**Quoted passage**
By Maia Szalavitz, published on January 1, 2007 - last reviewed on November 20, 2015
For years, oral contraceptives carried warnings that they were unsafe for use after age 35. That changed in 1989, when the FDA declared the newer, far-lower-dose pills safe throughout the reproductive years for women who don't smoke or have other risk factors like extreme obesity or some blood-clotting disorders.
Hormone replacement therapy (HRT) after menopause uses hormones similar to those of the pill, albeit in lower doses. Researchers originally thought HRT would reduce the risks of heart attack and stroke among postmenopausal women. But in 2002, researchers discovered that HRT in fact increases the risk of cardiovascular disease in this group. Controversy now reigns over the use of HRT. With this in mind, should women be concerned about using oral contraceptives as they age?
Although cardiovascular risks in general increase as women get older, the contraceptive pills on the market today do not magnify them significantly, according to Andrew Kaunitz, assistant chair of obstetrics and gynecology at the University of Florida College of Medicine at Jacksonville. "For most reproductive-aged women, the pill is safe," he says.
The pill has also been suspected of increasing the risk of breast cancer, which also rises dramatically with age, and has been a concern with HRT. The latest studies do not support that conclusion either. "The overall picture with hormonal contraceptives is very reassuring," Kaunitz says.
Best of all, the pill offers significant health benefits that increase with age. For each year a woman spends on the pill, her risk of ovarian cancer drops by 5 percent; long-term users see reductions in risk of up to 80 percent, according to Kaunitz. Endometrial (uterine) cancer risk is reduced by 40 percent with short-term use (under five years) and even more for long-term users. Colon cancer risk also declines, and the pill improves bone health, which may decrease the chance of osteoporosis.

**Extracted records**
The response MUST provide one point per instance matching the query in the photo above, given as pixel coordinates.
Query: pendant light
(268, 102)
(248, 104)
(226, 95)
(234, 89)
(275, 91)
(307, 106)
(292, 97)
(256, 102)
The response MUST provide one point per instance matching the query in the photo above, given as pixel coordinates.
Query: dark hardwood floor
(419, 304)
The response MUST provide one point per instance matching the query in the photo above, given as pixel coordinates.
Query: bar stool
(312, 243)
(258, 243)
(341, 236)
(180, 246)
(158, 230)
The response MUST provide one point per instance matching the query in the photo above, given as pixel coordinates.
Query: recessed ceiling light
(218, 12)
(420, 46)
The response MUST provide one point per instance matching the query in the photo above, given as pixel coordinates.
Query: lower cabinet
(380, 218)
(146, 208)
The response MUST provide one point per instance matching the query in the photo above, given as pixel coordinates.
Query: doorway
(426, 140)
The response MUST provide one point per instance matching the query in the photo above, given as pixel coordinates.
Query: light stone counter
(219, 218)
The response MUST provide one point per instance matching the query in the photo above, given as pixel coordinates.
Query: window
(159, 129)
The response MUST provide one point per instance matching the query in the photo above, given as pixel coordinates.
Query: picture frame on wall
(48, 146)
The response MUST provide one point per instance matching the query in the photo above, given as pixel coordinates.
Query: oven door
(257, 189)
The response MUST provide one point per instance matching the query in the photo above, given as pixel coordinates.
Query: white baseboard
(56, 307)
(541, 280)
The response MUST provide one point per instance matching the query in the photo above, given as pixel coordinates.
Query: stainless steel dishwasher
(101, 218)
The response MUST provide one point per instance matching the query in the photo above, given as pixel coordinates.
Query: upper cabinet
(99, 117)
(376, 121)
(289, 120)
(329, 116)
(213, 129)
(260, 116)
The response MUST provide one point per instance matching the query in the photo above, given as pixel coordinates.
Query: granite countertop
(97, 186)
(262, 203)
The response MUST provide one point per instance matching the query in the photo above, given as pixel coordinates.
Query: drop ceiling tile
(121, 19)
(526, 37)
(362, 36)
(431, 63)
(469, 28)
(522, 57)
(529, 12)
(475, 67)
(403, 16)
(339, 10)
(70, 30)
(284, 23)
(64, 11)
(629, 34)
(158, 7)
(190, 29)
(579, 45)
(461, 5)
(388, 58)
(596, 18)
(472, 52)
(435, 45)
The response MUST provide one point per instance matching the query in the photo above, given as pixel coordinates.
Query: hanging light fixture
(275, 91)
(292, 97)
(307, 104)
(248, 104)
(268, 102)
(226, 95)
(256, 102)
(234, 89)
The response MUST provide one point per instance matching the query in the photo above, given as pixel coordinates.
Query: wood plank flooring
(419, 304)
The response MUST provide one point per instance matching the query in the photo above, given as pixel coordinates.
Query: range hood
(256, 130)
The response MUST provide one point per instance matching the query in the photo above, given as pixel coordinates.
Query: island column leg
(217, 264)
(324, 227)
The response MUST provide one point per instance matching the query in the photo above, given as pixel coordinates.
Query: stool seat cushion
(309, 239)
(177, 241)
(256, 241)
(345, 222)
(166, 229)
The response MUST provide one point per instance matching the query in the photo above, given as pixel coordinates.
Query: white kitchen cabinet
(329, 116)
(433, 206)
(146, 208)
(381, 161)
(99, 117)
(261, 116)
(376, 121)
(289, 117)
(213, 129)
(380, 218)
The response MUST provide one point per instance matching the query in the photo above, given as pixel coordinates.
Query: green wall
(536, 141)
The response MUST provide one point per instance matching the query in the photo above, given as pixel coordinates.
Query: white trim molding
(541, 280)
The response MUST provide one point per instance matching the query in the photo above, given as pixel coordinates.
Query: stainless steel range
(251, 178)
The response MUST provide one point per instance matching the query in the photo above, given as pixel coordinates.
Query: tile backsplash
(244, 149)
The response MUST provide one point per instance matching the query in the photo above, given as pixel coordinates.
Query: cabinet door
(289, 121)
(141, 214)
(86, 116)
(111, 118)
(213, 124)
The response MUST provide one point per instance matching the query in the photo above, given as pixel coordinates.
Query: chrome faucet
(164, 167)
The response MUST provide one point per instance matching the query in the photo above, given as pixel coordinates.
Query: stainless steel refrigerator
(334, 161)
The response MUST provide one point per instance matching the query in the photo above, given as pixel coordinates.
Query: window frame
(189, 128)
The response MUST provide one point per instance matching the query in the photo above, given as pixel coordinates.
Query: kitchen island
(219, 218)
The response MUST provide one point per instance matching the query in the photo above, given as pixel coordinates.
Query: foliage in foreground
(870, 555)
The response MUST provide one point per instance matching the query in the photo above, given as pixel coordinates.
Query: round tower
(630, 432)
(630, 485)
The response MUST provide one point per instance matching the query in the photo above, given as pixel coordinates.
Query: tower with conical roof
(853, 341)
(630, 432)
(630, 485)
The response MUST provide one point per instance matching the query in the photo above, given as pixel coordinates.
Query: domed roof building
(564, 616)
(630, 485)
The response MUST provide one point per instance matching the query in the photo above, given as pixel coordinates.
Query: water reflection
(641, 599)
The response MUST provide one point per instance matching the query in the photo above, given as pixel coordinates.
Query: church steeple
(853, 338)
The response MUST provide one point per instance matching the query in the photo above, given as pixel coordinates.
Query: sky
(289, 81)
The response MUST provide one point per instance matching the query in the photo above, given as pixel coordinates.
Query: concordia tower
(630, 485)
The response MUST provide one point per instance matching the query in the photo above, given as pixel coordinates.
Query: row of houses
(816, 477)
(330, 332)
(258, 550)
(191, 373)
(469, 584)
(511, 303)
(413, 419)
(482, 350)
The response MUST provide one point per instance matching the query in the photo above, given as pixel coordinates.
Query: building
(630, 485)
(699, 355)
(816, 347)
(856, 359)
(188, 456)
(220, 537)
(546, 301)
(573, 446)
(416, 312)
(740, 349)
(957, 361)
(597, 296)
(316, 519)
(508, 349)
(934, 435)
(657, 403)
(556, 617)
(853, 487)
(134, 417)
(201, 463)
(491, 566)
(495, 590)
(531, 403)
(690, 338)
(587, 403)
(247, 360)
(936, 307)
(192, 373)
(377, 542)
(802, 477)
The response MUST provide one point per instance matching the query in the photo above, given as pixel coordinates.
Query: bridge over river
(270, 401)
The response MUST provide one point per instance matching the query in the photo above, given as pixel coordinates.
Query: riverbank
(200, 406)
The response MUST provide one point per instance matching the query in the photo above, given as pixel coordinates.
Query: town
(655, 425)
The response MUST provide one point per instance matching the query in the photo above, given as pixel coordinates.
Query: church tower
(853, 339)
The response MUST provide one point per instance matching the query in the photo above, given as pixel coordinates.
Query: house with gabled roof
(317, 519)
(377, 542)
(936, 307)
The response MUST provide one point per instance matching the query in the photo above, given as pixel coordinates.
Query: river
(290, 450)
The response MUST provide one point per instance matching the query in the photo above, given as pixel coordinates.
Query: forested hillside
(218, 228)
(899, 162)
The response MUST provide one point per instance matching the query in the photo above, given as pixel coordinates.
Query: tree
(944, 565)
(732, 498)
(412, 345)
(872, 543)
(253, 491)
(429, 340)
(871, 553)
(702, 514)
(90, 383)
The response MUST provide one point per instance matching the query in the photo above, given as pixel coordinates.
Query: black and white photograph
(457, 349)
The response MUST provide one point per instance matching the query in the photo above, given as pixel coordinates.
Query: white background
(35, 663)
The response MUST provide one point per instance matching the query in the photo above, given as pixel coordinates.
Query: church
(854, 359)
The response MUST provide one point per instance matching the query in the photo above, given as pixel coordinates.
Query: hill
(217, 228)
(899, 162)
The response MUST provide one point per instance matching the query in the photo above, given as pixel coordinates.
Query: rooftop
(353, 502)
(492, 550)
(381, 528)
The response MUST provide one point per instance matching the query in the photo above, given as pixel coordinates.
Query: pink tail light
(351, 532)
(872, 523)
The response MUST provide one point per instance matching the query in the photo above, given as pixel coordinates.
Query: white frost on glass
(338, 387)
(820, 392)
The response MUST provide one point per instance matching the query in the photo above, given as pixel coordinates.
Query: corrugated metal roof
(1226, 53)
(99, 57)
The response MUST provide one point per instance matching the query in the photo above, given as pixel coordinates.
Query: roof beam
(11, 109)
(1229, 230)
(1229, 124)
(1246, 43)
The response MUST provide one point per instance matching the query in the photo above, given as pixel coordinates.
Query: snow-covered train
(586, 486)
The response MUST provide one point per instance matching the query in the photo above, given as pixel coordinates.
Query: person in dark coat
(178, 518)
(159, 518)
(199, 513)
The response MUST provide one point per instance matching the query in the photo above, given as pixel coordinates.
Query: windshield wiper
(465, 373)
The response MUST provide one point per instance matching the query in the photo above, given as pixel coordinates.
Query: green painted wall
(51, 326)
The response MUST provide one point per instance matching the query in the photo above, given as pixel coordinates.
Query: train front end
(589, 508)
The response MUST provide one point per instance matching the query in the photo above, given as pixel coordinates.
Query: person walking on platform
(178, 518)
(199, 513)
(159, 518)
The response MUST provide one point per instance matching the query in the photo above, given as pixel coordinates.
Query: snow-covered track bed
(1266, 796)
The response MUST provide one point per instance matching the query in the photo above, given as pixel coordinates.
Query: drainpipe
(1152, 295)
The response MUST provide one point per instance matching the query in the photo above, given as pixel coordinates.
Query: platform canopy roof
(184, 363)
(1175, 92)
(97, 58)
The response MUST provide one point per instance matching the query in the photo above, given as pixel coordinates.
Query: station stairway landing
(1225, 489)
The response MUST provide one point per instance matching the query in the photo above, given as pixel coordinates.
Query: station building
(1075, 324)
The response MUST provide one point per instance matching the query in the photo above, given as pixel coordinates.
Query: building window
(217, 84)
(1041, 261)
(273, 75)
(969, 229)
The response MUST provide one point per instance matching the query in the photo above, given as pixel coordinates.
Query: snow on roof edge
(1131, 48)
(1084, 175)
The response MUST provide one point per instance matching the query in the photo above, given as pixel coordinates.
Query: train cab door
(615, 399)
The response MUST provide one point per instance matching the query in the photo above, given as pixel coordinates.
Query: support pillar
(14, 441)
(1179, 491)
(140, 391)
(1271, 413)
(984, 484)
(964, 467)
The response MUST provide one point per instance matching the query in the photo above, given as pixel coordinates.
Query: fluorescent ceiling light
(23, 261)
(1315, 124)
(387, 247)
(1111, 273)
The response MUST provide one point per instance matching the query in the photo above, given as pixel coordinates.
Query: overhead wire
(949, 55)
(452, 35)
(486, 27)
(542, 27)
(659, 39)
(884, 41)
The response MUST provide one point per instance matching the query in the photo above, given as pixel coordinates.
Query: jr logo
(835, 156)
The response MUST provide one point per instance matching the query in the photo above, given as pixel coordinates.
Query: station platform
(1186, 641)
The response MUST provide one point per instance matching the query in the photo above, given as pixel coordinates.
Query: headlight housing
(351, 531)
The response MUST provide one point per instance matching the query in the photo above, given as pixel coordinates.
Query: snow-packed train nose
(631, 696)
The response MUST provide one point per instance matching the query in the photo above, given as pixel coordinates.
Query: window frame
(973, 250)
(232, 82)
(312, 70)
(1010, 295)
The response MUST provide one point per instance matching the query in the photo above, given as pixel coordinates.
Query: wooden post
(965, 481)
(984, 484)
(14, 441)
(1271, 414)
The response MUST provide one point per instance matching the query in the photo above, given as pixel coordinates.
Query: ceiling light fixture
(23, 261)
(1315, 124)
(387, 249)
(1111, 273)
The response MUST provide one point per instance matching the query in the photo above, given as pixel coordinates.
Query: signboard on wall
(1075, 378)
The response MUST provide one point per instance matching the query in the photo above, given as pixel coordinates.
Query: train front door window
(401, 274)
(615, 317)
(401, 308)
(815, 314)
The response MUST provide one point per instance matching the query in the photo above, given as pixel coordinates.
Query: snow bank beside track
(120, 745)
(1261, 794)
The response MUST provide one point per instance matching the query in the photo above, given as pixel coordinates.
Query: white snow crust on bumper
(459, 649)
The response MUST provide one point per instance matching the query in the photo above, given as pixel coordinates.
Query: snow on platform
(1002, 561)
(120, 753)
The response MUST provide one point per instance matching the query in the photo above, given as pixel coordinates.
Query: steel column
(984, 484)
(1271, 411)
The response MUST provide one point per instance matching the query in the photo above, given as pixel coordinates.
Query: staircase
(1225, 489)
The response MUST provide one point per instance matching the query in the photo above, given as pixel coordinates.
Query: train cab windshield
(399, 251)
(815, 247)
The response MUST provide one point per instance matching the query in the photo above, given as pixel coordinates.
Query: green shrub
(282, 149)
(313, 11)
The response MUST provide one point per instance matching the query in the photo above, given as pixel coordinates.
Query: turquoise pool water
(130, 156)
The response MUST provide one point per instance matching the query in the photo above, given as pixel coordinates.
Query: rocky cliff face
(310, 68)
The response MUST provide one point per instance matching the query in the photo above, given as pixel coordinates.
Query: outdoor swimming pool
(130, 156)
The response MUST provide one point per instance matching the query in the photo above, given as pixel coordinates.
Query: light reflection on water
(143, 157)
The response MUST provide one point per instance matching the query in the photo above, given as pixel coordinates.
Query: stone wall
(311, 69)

**Work task 1**
In the article on oral contraceptives:
(a) In what year did the FDA declare the lower-dose pills safe throughout the reproductive years?
(b) In what year did researchers find that HRT increases the risk of cardiovascular disease in postmenopausal women?
(c) By how much is endometrial cancer risk reduced with short-term use of the pill?
**Work task 2**
List every type of cancer named in the article on oral contraceptives.
Base your answers only on the text about oral contraceptives.

**Output 1**
(a) 1989
(b) 2002
(c) 40 percent

**Output 2**
Breast cancer
Ovarian cancer
Endometrial (uterine) cancer
Colon cancer